Information provided:

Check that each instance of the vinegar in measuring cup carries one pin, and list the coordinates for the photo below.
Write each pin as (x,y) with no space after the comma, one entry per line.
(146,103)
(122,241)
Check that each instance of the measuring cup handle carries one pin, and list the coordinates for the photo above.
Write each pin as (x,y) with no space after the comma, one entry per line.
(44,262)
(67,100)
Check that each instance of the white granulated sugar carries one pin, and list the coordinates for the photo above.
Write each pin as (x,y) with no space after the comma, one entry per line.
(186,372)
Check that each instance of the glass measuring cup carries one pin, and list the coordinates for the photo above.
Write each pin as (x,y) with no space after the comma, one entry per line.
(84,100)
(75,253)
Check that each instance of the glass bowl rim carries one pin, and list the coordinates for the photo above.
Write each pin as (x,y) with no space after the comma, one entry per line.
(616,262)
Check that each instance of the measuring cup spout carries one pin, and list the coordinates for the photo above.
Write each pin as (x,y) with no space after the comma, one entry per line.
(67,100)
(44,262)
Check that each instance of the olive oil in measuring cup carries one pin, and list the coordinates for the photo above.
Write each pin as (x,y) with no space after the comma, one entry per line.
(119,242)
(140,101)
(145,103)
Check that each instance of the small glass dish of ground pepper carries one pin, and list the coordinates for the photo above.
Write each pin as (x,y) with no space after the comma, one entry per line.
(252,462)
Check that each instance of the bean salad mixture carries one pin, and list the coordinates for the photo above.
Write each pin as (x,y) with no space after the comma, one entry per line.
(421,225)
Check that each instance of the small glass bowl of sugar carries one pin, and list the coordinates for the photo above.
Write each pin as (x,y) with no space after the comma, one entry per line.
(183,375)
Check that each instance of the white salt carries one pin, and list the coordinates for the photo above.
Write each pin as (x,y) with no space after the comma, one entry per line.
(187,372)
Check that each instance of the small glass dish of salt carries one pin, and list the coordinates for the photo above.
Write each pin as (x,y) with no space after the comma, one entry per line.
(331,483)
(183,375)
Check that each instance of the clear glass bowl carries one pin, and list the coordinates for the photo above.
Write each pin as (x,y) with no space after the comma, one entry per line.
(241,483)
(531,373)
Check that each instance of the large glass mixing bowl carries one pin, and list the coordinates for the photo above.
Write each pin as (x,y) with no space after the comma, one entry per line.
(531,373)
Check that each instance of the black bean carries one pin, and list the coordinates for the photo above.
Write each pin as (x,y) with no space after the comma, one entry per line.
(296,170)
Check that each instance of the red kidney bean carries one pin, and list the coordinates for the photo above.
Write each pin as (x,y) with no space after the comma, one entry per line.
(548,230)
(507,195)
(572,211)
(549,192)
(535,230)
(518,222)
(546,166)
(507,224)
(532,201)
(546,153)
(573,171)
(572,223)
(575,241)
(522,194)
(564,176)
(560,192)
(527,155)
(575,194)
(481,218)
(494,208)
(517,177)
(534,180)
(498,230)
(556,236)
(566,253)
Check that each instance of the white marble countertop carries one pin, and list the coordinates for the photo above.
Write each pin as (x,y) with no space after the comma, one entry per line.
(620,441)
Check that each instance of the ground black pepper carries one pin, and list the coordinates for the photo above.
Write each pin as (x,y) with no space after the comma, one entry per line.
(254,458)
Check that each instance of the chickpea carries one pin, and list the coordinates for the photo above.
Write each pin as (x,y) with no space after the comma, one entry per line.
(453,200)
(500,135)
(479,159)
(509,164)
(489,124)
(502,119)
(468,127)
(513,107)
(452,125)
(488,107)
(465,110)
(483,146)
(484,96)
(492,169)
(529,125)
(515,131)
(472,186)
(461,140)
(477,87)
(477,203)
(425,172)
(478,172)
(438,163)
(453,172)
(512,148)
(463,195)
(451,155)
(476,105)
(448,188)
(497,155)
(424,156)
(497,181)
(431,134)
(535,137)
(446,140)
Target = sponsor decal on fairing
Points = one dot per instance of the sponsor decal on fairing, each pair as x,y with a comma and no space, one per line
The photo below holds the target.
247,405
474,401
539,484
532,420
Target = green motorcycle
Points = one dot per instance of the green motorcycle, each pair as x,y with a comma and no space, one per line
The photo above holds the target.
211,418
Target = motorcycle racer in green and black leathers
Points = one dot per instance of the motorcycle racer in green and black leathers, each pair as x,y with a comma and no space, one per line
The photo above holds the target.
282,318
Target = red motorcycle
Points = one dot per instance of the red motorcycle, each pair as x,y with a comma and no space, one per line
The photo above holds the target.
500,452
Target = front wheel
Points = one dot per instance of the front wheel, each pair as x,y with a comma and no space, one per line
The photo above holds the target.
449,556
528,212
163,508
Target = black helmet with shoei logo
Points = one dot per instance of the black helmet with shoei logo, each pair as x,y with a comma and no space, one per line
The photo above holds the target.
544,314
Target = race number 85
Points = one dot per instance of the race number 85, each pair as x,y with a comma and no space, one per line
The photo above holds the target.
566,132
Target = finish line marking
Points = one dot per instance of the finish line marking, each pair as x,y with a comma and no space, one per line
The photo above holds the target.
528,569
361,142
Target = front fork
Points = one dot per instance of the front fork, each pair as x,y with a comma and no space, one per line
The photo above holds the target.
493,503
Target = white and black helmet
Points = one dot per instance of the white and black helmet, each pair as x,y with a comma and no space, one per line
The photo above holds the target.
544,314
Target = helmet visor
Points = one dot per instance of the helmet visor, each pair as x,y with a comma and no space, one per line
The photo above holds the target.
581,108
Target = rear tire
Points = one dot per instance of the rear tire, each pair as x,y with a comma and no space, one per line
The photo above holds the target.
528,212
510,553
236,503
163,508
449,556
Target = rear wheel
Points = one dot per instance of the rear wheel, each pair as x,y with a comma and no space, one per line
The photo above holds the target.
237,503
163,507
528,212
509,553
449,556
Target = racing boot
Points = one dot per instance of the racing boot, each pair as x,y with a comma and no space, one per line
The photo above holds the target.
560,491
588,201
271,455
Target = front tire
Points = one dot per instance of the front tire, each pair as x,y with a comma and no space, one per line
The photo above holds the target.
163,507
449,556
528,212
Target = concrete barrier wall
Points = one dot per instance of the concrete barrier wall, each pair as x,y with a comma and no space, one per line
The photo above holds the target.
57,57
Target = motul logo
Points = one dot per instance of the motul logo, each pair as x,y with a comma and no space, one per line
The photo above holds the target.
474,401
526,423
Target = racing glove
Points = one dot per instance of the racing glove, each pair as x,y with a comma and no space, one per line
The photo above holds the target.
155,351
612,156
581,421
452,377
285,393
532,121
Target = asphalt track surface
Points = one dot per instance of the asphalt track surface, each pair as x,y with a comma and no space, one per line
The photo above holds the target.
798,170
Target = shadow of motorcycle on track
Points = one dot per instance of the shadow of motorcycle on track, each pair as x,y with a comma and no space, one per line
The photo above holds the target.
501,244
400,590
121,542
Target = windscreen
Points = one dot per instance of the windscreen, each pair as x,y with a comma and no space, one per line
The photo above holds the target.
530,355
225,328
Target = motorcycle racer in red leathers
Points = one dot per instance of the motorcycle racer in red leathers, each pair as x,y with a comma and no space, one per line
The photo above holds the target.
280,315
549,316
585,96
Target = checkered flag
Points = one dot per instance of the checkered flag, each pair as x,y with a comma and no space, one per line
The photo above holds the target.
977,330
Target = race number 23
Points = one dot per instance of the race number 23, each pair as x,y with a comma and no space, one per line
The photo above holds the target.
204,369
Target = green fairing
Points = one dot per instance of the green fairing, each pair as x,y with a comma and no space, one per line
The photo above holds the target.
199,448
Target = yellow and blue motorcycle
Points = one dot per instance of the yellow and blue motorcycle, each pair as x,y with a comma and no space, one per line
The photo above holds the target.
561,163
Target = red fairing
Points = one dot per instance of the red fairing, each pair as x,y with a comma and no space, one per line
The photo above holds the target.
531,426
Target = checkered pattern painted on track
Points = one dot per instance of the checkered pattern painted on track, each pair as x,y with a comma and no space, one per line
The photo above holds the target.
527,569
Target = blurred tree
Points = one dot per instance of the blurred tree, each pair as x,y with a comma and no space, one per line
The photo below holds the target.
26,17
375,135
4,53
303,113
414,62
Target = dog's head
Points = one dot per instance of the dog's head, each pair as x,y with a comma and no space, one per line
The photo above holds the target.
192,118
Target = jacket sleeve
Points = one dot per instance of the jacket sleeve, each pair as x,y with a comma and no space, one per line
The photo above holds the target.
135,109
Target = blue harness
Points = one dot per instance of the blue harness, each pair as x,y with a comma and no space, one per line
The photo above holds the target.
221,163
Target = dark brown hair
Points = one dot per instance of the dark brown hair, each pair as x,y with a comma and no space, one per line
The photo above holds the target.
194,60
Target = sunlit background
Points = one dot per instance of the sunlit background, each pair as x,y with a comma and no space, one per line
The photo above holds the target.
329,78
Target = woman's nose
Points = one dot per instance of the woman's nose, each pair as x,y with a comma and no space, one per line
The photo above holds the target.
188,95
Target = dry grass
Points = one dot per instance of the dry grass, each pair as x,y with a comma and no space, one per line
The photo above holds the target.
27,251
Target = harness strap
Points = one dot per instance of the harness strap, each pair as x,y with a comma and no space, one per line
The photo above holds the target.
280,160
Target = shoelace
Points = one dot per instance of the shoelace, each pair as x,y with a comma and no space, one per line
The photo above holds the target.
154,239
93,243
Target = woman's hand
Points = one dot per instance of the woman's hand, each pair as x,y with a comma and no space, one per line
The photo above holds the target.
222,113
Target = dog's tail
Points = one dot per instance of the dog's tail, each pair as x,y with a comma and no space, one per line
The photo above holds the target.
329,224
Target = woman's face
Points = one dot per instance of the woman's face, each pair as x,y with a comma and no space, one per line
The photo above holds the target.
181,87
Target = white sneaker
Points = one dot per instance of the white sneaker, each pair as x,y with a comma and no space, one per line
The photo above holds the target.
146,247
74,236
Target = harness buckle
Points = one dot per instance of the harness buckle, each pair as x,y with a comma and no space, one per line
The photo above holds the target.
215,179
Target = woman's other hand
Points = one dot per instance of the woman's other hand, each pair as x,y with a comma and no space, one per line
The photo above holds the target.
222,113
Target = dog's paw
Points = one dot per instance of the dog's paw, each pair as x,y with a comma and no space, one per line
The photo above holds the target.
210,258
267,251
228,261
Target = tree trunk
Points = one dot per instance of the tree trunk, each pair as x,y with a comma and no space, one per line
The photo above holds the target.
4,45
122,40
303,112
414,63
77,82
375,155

Task description: Your answer should be all lines from the data that contain "tail".

Expected answer:
Target = dog's tail
Points = one dot per instance of the dog's tail, each pair as x,y with a comma and no space, one per line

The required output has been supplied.